Lines from the line with "brown cow, then" to the line with "black cow, then" in the entries below, and only those, must be output exactly, with both ends included.

**Records provided**
•••
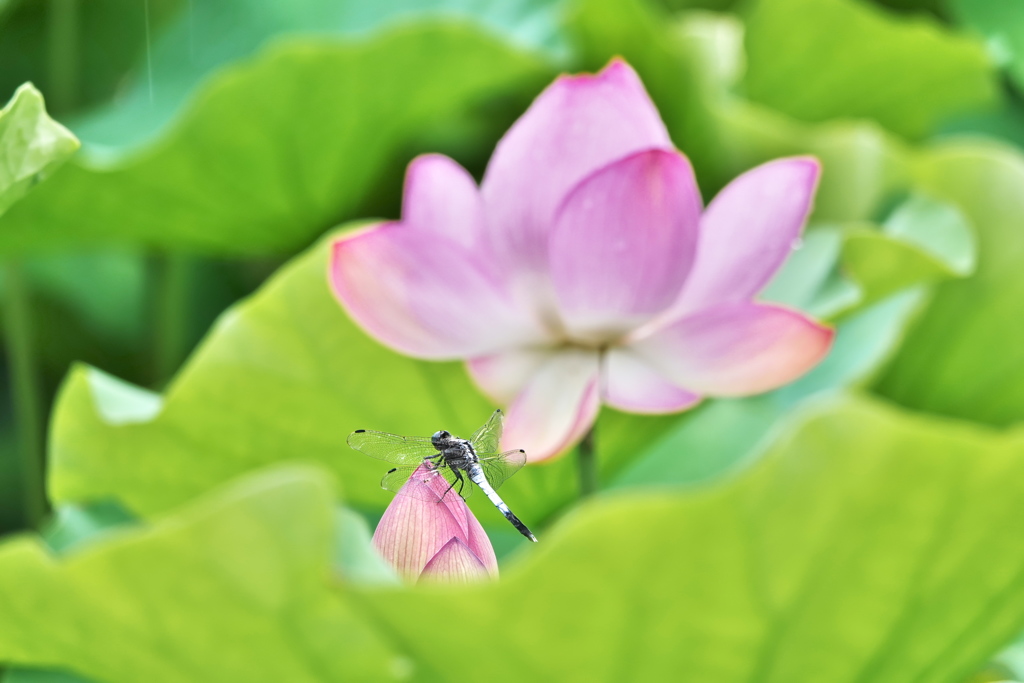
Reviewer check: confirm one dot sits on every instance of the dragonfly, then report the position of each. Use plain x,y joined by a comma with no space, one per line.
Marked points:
455,460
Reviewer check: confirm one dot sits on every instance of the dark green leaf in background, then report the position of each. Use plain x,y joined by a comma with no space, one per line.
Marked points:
235,588
819,59
274,151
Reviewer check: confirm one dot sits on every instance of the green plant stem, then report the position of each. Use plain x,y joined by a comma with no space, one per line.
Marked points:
587,461
172,294
62,55
25,391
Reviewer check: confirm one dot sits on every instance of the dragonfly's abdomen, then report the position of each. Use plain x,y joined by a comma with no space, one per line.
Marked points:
476,476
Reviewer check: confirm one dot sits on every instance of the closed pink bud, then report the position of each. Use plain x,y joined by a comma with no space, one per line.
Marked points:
428,531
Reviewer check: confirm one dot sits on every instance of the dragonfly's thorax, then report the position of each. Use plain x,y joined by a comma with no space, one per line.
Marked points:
458,453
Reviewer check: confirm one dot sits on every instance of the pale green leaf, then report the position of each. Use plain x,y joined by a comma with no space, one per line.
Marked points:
869,545
964,356
237,587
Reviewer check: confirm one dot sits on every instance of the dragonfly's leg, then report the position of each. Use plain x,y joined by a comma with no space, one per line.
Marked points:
458,479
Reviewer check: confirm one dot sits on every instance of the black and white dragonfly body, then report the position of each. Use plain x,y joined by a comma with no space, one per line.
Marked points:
449,458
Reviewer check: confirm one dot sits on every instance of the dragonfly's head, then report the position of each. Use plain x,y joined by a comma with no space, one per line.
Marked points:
440,439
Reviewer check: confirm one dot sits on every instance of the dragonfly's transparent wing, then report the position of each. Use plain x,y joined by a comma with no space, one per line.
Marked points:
487,437
407,451
500,466
436,481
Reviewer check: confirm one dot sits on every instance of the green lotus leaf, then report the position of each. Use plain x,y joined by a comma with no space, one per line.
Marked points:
274,151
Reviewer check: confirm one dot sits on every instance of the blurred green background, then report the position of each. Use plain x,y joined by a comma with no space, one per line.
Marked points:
860,524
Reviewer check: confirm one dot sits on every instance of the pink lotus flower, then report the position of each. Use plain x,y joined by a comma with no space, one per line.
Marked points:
584,269
427,534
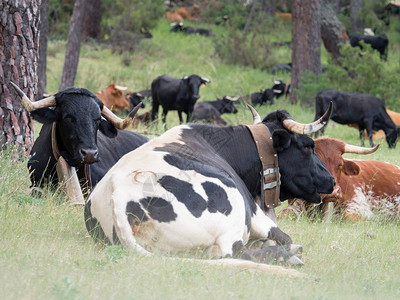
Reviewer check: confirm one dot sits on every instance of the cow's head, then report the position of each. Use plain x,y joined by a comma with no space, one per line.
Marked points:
135,99
116,97
330,151
188,92
78,116
303,174
228,105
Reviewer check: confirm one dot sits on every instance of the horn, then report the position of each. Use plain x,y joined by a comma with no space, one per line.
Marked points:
121,88
116,121
309,128
31,106
256,116
359,150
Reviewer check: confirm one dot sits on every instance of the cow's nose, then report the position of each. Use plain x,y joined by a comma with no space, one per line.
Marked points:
89,155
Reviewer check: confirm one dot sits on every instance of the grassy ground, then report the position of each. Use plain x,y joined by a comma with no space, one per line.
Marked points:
46,253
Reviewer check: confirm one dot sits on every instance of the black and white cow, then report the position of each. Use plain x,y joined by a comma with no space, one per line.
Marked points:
194,188
85,132
176,94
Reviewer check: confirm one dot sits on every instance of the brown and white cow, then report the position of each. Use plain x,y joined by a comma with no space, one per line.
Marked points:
113,97
362,186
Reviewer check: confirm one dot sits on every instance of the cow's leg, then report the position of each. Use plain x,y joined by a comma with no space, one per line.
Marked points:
164,117
180,116
154,110
369,131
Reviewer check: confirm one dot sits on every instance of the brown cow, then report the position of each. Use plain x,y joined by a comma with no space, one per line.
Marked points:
362,186
113,97
380,134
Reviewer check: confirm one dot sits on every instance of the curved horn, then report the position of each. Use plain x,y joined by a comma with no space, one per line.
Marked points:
256,116
309,128
116,121
31,106
359,150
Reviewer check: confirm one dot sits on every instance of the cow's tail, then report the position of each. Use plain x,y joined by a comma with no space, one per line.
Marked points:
247,265
122,226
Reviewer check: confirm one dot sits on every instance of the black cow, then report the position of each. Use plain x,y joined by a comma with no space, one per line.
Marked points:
176,94
211,111
280,88
365,110
191,30
85,133
259,98
378,42
195,188
134,99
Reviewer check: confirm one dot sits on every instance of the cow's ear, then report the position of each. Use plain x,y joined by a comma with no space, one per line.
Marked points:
107,129
44,115
281,140
350,168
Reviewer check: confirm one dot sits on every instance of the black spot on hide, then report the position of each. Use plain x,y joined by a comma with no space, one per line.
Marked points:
217,199
184,193
188,164
159,209
135,213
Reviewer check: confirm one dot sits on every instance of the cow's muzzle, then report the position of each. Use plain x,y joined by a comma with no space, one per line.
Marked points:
89,156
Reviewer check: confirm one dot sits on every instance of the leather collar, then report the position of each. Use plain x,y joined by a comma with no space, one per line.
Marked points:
270,178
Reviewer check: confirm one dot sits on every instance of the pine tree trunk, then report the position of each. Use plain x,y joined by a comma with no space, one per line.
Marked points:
306,41
44,32
73,46
333,33
19,44
356,17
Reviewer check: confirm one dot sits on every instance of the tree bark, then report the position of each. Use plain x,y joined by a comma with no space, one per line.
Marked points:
73,46
333,33
306,42
91,24
44,32
356,17
19,43
250,18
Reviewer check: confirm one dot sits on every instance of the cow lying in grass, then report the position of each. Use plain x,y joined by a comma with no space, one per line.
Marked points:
194,189
363,187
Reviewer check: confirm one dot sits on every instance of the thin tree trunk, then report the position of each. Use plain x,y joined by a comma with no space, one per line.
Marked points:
333,33
73,46
356,17
306,41
44,32
19,44
250,18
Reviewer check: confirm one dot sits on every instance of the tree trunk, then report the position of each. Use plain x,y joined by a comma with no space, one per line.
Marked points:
356,17
19,41
91,25
306,41
332,31
73,46
250,18
44,32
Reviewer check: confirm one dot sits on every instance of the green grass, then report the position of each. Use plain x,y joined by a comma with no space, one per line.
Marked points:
46,252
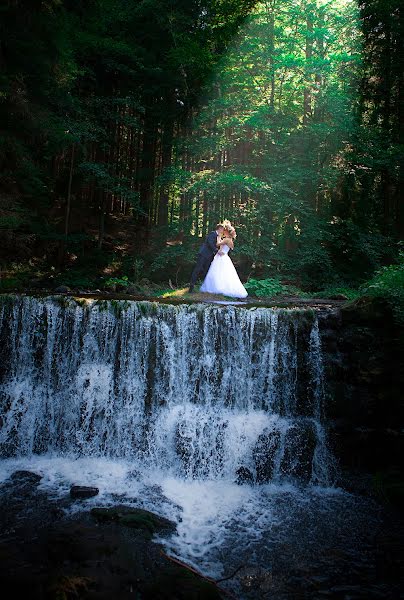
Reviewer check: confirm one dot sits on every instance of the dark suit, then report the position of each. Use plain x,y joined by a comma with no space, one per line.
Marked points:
205,257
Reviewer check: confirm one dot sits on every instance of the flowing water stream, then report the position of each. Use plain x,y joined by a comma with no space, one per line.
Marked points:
213,416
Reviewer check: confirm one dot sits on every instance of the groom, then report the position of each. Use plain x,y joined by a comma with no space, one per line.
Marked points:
205,255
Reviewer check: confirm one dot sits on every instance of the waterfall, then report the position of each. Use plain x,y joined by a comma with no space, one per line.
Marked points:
201,391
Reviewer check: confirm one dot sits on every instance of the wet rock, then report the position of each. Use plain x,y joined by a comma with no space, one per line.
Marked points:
25,477
135,518
82,491
244,475
264,454
338,297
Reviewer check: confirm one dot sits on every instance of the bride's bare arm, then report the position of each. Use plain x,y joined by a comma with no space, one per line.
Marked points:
•••
**Solution for this task**
Reviewer check: confirm one dot sits on every instance of the brown cow, then report the position of each. Use plain x,y joined by a comma with no space, one per line.
Marked points:
362,186
113,97
380,134
Reviewer check: confirm one dot sits on every instance of the curved horn, then report the position of each. Use plain x,y joined by a comma with no space, one per line.
Marked points:
256,116
309,128
116,121
31,106
359,150
Reviewer check: confirm one dot sits on every instance of the cow's tail, then report the position of each. Use plain x,y joined by a comma with no space, one per line.
Marked points:
247,265
122,226
Reviewer check: confirm one dot sits on every instance of the black cow, then report the position of each. Use plain x,y joined by a comma with no space, one per line.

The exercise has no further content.